----- Data supplied -----

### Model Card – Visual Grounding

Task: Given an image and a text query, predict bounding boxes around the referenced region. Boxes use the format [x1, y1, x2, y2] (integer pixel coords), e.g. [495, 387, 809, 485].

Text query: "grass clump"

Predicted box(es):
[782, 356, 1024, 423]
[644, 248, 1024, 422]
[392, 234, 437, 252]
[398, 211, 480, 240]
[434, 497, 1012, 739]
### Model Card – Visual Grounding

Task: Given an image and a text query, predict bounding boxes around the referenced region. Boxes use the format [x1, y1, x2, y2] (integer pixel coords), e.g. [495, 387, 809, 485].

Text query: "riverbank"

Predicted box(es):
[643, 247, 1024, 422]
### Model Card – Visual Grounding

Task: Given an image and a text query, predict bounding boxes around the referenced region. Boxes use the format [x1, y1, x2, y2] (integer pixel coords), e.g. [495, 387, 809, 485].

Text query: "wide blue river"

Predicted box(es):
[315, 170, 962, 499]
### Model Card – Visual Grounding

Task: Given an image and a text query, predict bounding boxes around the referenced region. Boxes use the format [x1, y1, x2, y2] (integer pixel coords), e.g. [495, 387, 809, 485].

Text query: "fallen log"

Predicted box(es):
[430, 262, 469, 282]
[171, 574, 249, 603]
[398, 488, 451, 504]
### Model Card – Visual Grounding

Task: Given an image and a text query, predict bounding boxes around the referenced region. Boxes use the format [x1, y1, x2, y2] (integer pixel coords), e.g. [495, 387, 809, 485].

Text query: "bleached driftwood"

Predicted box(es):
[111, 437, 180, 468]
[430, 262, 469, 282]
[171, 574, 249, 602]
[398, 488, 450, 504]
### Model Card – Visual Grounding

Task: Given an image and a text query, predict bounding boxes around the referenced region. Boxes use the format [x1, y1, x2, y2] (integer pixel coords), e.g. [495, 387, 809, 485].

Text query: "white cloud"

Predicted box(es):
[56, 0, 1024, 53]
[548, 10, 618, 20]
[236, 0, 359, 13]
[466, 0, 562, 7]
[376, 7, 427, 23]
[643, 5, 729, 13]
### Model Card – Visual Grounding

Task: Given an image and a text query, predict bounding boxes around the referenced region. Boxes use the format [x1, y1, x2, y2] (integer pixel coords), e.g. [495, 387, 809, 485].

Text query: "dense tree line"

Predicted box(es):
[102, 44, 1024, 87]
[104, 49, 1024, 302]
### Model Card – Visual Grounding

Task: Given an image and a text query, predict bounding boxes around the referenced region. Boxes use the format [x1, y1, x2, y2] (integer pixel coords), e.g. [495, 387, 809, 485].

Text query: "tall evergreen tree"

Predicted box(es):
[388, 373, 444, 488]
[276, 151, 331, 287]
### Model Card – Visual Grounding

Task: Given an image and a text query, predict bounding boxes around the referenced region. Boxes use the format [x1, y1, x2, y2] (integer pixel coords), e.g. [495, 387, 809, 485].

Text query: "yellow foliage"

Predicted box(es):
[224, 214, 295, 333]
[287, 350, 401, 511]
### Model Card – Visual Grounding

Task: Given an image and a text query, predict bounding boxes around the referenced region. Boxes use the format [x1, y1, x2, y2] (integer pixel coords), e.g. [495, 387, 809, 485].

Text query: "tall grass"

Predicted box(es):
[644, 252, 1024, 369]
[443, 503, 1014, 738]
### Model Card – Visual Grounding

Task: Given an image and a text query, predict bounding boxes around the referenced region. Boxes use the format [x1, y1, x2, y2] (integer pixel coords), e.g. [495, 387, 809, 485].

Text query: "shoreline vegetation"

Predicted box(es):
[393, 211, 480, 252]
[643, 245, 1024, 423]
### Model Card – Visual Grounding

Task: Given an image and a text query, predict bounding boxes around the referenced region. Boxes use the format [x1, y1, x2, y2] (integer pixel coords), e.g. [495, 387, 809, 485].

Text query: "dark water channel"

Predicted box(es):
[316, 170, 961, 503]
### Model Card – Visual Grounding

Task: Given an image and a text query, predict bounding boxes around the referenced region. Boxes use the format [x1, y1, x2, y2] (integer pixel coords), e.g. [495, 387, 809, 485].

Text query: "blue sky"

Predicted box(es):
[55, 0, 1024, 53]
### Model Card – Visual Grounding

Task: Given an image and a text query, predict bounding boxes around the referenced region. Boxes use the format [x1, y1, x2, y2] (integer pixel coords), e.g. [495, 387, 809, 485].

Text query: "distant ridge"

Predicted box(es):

-----

Given instruction: Write out all of the records above again, word for word, without changing anything.

Expected answer:
### Model Card – Visual Grounding

Task: Given an image and a text query, predict bounding boxes around the referenced region. Boxes use the format [x1, y1, x2, y2] (integer pixel coords), e.g. [495, 387, 809, 485].

Text query: "grass clump"

Predicted box(es):
[782, 356, 1024, 423]
[644, 248, 1024, 422]
[392, 234, 437, 252]
[398, 211, 480, 240]
[434, 497, 1012, 739]
### Model Card – Visual Grounding

Task: Given an image and a text query, predict bounding boxes around the referenced region. Boxes use the format [x1, y1, x2, y2] (integer pixel coords), e.g. [495, 387, 809, 485].

Text query: "riverbank"

Predicted box(es):
[643, 247, 1024, 422]
### Model Card – Visual Grounding

Task: Given an image and a text query, predict bounding boxes around the referenced region. Boxes use the format [x1, y1, x2, y2] (integer pixel coords), e.g. [495, 387, 809, 485].

Text query: "wide blue river"

Predicted box(es):
[315, 170, 962, 499]
### Model Card – Visual Grounding

Task: Given an image and a text query, predict bounding boxes around the referenced region. Boxes use the format [x1, y1, x2, y2] (integer pixel coords), e.g. [495, 387, 809, 485].

Text query: "fallen log"

Predicted box(es):
[430, 262, 469, 282]
[171, 574, 249, 603]
[398, 488, 451, 504]
### Model Card – Visual Grounding

Task: Given an image and a text query, predict bounding boxes around the referenced region. Boxes use the format [x1, y1, x2, y2] (integer pixel coords), e.g. [495, 387, 809, 485].

Text query: "bleached driftwood"

Predicted box(es):
[111, 437, 180, 468]
[430, 262, 469, 282]
[171, 574, 249, 602]
[398, 488, 450, 504]
### Model Card – Visual Grounding

Task: Given an image and a text query, predict bounding boxes around the referenced region. Boxes use the format [x1, y1, x2, y2] (integer pixel coords), e.g. [495, 387, 809, 485].

Text query: "white cloud"

Predicted box(es):
[56, 0, 1024, 53]
[548, 10, 618, 20]
[236, 0, 359, 13]
[466, 0, 562, 7]
[376, 7, 427, 23]
[643, 5, 729, 13]
### Model Card – Visual Grounding

Task: Given an image and a text query, predict bounding boxes around the referenced region. Boxes use the format [x1, y1, x2, y2] (integer pixel coords), e.g. [495, 387, 809, 485].

Text query: "dense tree line"

Predicted box(es):
[102, 44, 1024, 87]
[104, 49, 1024, 302]
### Model Card – Visual Grounding

Task: Given an image and a text query, predict bounding boxes around the referenced region. Boxes use the format [x1, y1, x2, y2] (integer pixel coords), e.g. [495, 387, 809, 485].

Text query: "tall evergreen tree"

Predicted box(es):
[388, 373, 444, 488]
[276, 151, 331, 287]
### Model Card – Visual Grounding

Task: Given an image and a text query, predict bounding boxes around the referenced region. Boxes use the format [x1, y1, x2, y2] (integer pixel coords), e.g. [495, 387, 809, 485].

Text query: "yellow foliage"

Predicted box(es):
[224, 214, 295, 333]
[287, 350, 401, 511]
### Model Card – Visual Grounding

Task: Given an image and a text query, predict bounding boxes around the referenced region. Boxes use the format [x1, y1, x2, y2] (integer pixel coords), e.g. [495, 387, 809, 485].

Text query: "tall grass"

Predicted box(es):
[644, 252, 1024, 369]
[443, 503, 1014, 738]
### Model Card – Visual Grounding

Task: Given an image and a text query, predict bounding boxes around the referenced region. Boxes use the format [x1, y1, x2, y2] (integer pixel coords), e.g. [495, 387, 809, 485].

Text query: "shoreline vegetation"

Predicted box(es):
[393, 211, 480, 252]
[643, 245, 1024, 423]
### Model Card – Visual Grounding

Task: Given an image and a text query, predict bounding boxes around the referenced region. Boxes use the format [x1, y1, x2, y2] (integer pixel coords), e.g. [495, 387, 809, 485].

Text query: "dark water channel"

Predicted box(es):
[316, 170, 961, 503]
### Model Card – Visual Grounding

Task: Given an image and a text query, predict bounding boxes around the referenced region. Boxes use the format [x1, y1, x2, y2] (integer pixel coords), e.g. [495, 387, 809, 485].

Text query: "blue sky"

Predicted box(es):
[55, 0, 1024, 53]
### Model Card – Visual Grounding

Task: Given an image and a text query, predict bounding boxes around the referenced region. Boxes use the format [x1, y1, x2, y2] (integer pixel coords), e.g. [495, 387, 809, 485].

Text query: "distant ridge"

Predicted box(es):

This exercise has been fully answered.